- [Entries from a set of point annotations]
## start

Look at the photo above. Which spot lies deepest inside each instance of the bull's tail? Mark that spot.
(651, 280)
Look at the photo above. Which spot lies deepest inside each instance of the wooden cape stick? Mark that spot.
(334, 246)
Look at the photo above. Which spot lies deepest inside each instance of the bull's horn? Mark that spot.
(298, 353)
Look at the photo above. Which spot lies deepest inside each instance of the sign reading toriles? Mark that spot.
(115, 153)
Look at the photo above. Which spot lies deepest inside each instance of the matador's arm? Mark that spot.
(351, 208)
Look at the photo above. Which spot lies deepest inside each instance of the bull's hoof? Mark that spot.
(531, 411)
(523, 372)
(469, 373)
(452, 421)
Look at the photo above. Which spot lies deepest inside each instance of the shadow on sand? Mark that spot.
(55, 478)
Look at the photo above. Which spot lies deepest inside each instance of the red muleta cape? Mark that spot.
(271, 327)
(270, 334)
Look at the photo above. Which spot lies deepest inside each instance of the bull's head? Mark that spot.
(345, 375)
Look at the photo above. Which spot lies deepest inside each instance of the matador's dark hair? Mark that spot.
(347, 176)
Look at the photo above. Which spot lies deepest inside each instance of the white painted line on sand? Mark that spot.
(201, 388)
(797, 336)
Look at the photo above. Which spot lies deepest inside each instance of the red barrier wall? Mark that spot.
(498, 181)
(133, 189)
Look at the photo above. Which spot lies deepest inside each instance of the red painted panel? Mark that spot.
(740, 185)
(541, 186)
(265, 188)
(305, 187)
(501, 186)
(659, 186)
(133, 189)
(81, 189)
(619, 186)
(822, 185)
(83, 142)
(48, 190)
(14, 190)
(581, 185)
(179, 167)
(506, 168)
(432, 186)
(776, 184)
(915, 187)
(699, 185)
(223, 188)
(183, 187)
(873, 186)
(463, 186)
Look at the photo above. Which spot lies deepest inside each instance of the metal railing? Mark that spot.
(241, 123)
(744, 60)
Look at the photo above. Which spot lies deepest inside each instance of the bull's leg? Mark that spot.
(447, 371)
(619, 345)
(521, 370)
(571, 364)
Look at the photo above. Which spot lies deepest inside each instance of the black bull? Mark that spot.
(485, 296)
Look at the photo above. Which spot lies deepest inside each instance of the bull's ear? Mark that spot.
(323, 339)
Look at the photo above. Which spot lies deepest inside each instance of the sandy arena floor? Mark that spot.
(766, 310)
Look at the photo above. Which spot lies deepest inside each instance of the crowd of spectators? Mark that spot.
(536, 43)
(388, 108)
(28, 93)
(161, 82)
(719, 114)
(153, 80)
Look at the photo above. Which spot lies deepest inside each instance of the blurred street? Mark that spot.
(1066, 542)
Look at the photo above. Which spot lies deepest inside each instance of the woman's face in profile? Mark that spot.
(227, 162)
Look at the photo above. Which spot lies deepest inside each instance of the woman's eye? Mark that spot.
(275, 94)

## end

Copy the whole listing above line by line, reproducing every line verbatim.

Look at the photo above. Which spot lies deepest inside each instance of the bull's tail? Mark that spot.
(651, 280)
Look at the photo above. Which spot lies deepest inside each instance of the wooden cape stick? Mark that spot.
(334, 246)
Look at the photo above. Which spot lies deepest inside each instance of the bull's horn? Mark that spot.
(298, 353)
Look at the photo above. Which spot lies deepest inside each instance of the sign reading toriles? Mark that spot.
(115, 153)
Look at the photo above. Which spot lies deepest inside each instance of the matador's arm? Mark that spot.
(351, 208)
Look at the photo above. Which spot lies deepest inside each instance of the bull's hoof? Mark that spot.
(531, 411)
(523, 372)
(469, 373)
(452, 421)
Look at the photo above. Which spot lies deepest inside each instance of the shadow on sand? Mark that spot.
(55, 478)
Look at the photo above. Which spot lies deepest inside each instance of the red muleta cape? Mark that spot.
(271, 327)
(270, 334)
Look at the photo above. Which spot lies deepest inside each instance of the bull's head? Mark that spot.
(345, 375)
Look at the photo above. Which spot lies deepest inside each instance of the matador's dark hair? Mark that spot.
(347, 176)
Look at the photo above. Which spot lies deepest inside each instance of the white painted line on sand? Mark that spot.
(201, 388)
(797, 336)
Look at the photo above. Which spot lies deepest inside each instance of the red barrier wall? Mark that spot.
(498, 181)
(133, 189)
Look at the photo above. Which spot lies deepest inside each instance of the red painted panel? Mark that spot.
(740, 185)
(541, 186)
(265, 188)
(305, 187)
(501, 186)
(659, 186)
(133, 189)
(81, 189)
(619, 186)
(822, 185)
(83, 142)
(48, 190)
(14, 190)
(581, 185)
(179, 167)
(506, 168)
(432, 186)
(776, 184)
(915, 187)
(699, 185)
(223, 188)
(183, 187)
(873, 186)
(463, 186)
Look at the photo above. Which spot lies deepest inside each instance of the metal railing? Mark that spot.
(241, 123)
(744, 60)
Look at the photo above. Which spot lies deepest inside each instance of the bull's leg? Mark that spot.
(447, 371)
(619, 345)
(521, 370)
(571, 364)
Look at the photo above. Which spot lies deepest inside each instance of the black bull? Mark that spot.
(485, 296)
Look at the photo above. Which spot lies deepest inside each instance of the bull's ear? Mark that spot.
(323, 339)
Look at the photo above. Which spot lies deepest inside each instance of the sandy arena floor? Mark that spot.
(766, 310)
Look at the photo above. Which spot lies deepest inside each instance of the crowd of spectators? Mark that spot.
(536, 43)
(388, 108)
(28, 93)
(161, 82)
(719, 114)
(153, 80)
Look at the photo above. Which spot lies deepest inside each instance of the blurred street? Mark that spot.
(1066, 542)
Look at the photo above. Which spot lies deepest inside each instance of the woman's face in profile? Mark that spot.
(227, 162)
Look at the photo above. Which spot lies deepest inside each instance of the woman's eye? Mark that spot.
(275, 94)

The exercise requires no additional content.